→ 목표 1: 문서에 따르면 DMs가 학습과 추론에 많은 computational resources를 필요로 하는 원인은 무엇입니까?

→ 문서:
########################################
High-Resolution Image Synthesis with Latent Diffusion Models

LEE HANBIN·2023년 3월 16일

논문

목록 보기

8/8

1. Abstract

Diffusion models (DMs)는 이미지 생성 모델의 일종으로, 이미지 생성 과정을 denosing autoencoders의 순차적인 적용으로 분해하여 image 데이터에서 높은 성능을 보였다. 또한, DMs는 재학습을 하지 않고도 이미지 생성 과정을 제어할 수 있는 메커니즘을 제공한다. 하지만 DMs는 pixel space 상에서 동작하므로, 모델 학습 및 추론에 많은 GPU 자원을 필요로 했다. 제한된 컴퓨팅 자원으로도 DMs를 학습하기 위해 powerful pretrained autoencoders의 latent space representation을 활용한다. 이로 인해 복잡성 축소 (complexity reduction)와 디테일 보존 (detail preservation) 사이의 최적값에 도달할 수 있어, 정교하게 이미지를 표현할 수 있다. 또한, diffusion model 구조에 cross-attention layer를 도입하여, convolution 방식으로 general conditioning inputs (e.g. text, bounding boxes) 으로부터 이미지를 생성할 수 있다.

위와 같은 모델을 latent diffusion models (LDMs) 라고 한다. LDMs는 pixel-based DMs 보다 적은 컴퓨팅 자원을 사용하면서, text-to-image, unconditional image generation, super-resolution 등에서 좋은 성능을 보였다.

2. Introduction

2.1. Image synthesis

이미지 합성, Autoregressive (AR) transformers와 같은 likelihood-based models 활용

Problems:

많은 계산 요구

2.2. GAN

generative model과 discriminative model을 적대적으로 학습

Problems:

multimodal distributions과 같은 복잡한 분포에 대해서는 잘 동작하지 않음

2.3. Diffusion Models (DMs)

Hierarchical denoising autoencoders, Likelihood-based models

conditional/unconditional DMs 모두 가능
GAN 같은 모델보다 mode-collapse나 training instabilities 문제가 적음
parameter sharing
⇒ AR models처럼 수십 억 개의 파라미터를 사용하지 않고도 복잡한 이미지 표현 가능

Problems:

학습과 추론에 많은 computational resources 필요
cause: 고차원인 RGB 이미지의 representational space에서 반복된 function evaluation과 gradient computation 때문

DMs의 계산량을 줄이면서도 모델의 성능을 유지할 수 있는 방법이 필요

2.4. Latent Diffusion Models (LDMs)
########################################
데이터셋에서 가져온 행:
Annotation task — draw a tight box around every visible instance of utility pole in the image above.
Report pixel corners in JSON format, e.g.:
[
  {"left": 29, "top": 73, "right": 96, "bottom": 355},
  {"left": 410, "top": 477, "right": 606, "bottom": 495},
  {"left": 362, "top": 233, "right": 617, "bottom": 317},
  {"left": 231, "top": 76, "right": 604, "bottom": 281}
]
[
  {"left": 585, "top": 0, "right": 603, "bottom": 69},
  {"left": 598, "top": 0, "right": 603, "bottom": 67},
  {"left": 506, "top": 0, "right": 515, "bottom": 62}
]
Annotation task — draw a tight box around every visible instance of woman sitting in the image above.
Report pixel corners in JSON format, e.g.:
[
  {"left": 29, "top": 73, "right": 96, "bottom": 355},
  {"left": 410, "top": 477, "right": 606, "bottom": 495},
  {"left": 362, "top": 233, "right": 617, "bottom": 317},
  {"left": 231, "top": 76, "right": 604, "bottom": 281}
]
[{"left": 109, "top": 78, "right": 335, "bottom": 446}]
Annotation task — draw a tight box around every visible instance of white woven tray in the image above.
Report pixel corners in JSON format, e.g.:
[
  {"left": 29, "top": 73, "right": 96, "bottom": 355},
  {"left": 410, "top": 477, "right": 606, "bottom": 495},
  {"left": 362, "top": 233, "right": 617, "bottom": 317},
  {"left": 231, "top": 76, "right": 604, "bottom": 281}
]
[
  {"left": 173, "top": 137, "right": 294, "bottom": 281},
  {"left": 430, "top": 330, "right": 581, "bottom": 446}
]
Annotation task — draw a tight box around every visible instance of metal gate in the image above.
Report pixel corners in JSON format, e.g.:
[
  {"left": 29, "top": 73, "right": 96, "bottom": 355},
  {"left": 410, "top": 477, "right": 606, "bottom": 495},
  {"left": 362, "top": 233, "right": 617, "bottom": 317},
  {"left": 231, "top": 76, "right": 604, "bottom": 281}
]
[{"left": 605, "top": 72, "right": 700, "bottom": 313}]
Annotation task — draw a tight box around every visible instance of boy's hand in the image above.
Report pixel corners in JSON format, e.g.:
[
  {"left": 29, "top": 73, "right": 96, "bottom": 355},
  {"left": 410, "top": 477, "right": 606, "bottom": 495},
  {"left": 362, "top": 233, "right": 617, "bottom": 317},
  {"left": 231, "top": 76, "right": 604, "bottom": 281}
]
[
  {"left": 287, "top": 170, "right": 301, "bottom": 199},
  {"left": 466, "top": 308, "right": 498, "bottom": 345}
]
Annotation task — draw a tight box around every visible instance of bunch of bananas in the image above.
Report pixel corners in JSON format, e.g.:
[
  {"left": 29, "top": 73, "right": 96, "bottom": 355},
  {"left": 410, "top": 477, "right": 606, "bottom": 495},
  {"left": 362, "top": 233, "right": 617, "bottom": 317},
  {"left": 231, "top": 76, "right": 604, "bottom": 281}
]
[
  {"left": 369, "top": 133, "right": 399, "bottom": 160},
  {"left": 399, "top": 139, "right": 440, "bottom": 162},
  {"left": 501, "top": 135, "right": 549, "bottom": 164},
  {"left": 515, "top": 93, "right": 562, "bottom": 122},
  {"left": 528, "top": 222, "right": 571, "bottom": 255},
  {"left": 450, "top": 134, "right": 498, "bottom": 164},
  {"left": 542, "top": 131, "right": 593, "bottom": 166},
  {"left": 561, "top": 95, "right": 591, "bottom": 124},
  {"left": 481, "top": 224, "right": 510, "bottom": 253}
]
########################################
→ 목표 2: 위의 행에서 "Annotation"라는 문자열이 들어 있는 줄이 몇 개인지 숫자로만 쓰세요. 대소문자를 구분합니다.

→ 풀이 1: 고차원인 RGB 이미지의 representational space에서 function evaluation과 gradient computation을 반복하기 때문입니다.

→ 풀이 2: 6